▶ _What to work on_
Copy out the records below word for word, starting at the line that contains "Where can you see the asphalt" and continuing through the end of the records.

________

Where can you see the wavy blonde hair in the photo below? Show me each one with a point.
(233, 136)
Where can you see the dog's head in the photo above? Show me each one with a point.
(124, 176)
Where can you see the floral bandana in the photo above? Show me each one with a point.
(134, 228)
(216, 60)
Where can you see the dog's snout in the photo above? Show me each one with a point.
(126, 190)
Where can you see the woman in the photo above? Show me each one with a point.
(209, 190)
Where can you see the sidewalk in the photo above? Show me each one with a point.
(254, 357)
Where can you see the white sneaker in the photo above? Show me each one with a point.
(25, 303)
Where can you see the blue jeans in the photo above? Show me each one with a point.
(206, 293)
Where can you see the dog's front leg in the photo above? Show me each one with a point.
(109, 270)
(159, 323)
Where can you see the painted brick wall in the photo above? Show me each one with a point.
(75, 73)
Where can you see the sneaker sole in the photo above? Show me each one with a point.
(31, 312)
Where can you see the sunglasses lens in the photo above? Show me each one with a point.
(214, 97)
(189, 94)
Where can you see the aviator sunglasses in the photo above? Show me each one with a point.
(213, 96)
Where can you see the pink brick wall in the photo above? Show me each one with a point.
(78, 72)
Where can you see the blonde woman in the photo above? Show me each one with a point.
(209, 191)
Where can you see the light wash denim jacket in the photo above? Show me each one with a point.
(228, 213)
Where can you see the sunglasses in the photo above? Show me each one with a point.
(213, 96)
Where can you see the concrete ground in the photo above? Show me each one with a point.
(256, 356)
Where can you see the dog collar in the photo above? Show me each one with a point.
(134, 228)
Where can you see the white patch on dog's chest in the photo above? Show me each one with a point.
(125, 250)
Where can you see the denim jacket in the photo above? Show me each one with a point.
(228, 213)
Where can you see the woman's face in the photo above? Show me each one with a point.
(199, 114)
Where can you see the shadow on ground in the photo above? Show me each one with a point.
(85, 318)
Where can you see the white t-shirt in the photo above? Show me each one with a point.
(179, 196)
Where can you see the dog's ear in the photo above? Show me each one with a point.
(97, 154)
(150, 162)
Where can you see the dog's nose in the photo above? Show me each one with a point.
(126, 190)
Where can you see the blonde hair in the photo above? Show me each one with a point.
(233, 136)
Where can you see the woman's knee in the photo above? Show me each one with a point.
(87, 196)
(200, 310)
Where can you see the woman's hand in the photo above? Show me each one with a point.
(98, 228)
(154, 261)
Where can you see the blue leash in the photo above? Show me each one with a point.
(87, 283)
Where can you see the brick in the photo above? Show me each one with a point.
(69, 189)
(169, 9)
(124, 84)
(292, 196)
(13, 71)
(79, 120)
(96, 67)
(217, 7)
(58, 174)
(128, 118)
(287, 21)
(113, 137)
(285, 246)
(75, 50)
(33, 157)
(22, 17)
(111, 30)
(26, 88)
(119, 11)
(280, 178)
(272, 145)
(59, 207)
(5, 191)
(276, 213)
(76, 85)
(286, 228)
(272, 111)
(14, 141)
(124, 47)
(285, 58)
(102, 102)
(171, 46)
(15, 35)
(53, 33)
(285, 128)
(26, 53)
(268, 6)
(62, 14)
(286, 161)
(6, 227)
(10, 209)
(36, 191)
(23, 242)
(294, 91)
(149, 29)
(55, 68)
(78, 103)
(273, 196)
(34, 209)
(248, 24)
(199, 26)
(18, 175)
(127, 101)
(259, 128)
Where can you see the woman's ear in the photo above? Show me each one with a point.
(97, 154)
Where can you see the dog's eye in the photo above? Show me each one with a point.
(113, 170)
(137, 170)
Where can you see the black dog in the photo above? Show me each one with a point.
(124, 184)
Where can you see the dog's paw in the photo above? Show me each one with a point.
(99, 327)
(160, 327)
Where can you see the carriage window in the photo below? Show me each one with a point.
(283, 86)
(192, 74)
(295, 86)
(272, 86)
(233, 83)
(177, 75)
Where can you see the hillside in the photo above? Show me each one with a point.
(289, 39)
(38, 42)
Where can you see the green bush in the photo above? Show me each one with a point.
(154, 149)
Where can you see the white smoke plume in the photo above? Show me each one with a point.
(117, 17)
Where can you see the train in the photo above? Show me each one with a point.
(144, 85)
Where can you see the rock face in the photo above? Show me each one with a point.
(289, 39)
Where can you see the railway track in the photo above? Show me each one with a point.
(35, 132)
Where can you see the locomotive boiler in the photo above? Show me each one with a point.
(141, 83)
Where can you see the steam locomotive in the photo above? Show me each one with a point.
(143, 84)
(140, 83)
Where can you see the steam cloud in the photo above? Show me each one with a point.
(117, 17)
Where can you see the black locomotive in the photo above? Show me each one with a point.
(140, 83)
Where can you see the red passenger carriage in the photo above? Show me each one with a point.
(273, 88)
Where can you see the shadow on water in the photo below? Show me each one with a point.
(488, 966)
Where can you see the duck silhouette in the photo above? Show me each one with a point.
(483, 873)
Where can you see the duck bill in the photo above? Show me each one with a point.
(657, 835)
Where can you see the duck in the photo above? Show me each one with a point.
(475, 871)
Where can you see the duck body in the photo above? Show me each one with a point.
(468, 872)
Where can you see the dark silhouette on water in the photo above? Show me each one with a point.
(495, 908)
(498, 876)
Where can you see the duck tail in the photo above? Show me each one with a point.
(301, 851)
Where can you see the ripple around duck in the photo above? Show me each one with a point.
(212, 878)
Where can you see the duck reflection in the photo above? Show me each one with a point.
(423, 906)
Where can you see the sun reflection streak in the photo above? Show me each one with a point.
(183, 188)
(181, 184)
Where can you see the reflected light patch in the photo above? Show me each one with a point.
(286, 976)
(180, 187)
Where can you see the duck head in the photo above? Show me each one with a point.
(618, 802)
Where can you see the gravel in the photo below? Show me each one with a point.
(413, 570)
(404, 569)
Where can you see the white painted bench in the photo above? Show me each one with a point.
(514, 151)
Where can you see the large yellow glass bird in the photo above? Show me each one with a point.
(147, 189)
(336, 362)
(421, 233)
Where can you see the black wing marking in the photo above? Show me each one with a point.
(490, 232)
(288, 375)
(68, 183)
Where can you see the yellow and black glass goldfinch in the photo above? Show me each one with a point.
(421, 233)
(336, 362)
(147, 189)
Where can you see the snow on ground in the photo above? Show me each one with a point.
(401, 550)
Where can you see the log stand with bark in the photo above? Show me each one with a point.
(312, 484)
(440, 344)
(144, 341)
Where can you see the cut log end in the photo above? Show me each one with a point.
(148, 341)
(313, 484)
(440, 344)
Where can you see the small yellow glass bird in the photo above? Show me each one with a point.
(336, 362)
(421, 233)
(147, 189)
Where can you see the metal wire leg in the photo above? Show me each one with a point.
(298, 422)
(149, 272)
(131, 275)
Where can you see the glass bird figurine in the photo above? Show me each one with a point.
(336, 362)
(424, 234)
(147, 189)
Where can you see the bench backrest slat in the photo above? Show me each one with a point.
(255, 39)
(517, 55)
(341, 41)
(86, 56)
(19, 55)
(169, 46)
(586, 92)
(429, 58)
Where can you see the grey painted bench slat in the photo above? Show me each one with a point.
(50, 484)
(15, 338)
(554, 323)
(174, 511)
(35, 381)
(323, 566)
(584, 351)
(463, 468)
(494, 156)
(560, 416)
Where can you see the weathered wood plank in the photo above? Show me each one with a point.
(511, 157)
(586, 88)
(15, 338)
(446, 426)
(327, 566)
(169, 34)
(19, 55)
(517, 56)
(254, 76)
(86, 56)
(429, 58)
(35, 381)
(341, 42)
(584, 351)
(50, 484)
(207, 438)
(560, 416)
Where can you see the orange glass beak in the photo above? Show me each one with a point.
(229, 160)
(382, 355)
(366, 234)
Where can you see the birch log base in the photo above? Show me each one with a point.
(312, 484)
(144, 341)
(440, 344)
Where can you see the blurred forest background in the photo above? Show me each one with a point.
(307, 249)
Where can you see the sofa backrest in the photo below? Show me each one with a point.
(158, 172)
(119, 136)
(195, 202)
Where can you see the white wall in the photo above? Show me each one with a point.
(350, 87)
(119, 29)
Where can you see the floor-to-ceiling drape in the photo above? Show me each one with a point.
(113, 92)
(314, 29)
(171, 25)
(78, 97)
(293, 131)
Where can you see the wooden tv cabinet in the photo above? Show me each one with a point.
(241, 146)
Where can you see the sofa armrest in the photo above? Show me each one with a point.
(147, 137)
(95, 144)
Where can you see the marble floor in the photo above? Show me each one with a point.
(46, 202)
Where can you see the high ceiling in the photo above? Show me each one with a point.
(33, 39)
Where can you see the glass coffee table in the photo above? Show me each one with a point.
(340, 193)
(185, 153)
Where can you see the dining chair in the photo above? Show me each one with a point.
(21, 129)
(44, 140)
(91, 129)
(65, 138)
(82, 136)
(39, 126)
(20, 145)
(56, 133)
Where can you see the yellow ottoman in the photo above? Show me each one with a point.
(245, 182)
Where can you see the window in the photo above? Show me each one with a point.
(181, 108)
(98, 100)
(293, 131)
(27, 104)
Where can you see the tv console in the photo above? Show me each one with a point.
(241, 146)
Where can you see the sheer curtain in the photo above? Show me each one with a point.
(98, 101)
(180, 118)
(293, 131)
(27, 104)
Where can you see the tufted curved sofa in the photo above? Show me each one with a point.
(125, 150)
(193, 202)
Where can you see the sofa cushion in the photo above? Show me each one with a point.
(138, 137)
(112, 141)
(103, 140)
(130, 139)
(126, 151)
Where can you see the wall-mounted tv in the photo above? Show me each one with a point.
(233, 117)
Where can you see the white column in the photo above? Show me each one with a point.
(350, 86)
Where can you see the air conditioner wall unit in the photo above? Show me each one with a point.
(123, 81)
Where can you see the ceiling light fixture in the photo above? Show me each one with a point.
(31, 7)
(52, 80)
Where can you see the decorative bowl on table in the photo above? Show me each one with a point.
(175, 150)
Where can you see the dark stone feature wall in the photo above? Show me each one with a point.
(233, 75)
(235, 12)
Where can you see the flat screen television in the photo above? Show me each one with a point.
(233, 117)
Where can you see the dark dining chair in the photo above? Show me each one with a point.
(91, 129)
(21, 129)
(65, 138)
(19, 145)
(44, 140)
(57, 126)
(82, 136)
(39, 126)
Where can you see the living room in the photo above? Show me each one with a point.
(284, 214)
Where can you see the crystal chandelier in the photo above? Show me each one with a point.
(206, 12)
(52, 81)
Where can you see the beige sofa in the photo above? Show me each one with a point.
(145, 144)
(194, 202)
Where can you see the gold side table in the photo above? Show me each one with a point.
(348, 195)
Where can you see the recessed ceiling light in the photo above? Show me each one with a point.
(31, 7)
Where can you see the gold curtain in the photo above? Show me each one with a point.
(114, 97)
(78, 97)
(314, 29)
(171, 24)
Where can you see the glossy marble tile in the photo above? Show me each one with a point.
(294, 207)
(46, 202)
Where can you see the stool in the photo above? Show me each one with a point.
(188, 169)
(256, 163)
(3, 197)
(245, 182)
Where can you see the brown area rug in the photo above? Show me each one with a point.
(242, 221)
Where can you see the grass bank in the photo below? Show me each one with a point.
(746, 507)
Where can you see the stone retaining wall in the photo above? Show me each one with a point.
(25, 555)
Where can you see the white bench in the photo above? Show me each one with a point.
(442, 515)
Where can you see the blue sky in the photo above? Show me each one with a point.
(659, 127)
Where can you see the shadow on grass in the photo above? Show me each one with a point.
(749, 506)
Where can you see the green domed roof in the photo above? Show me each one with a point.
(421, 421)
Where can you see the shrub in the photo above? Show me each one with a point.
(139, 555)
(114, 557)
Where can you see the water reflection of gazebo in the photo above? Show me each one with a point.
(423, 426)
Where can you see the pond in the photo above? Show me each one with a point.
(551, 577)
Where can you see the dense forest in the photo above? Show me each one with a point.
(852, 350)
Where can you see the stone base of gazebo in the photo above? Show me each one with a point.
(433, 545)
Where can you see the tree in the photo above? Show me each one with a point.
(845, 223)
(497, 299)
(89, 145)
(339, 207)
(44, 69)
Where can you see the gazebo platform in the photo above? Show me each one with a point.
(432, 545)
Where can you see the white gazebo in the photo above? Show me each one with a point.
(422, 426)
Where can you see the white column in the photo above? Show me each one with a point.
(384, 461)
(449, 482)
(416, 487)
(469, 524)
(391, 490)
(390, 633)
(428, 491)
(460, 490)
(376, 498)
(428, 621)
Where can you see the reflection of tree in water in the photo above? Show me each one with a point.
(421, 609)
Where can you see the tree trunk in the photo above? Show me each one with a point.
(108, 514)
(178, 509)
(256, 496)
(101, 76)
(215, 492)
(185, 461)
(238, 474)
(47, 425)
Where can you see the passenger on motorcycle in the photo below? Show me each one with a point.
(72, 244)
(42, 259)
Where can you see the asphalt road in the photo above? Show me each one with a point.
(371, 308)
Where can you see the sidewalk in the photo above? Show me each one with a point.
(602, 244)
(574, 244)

________

▶ _Final result_
Where can you see the asphalt road in the photo above? Show me each one with a point.
(371, 308)
Where can you see the sidewalk in the photo above? Show me each one with a point.
(602, 244)
(574, 244)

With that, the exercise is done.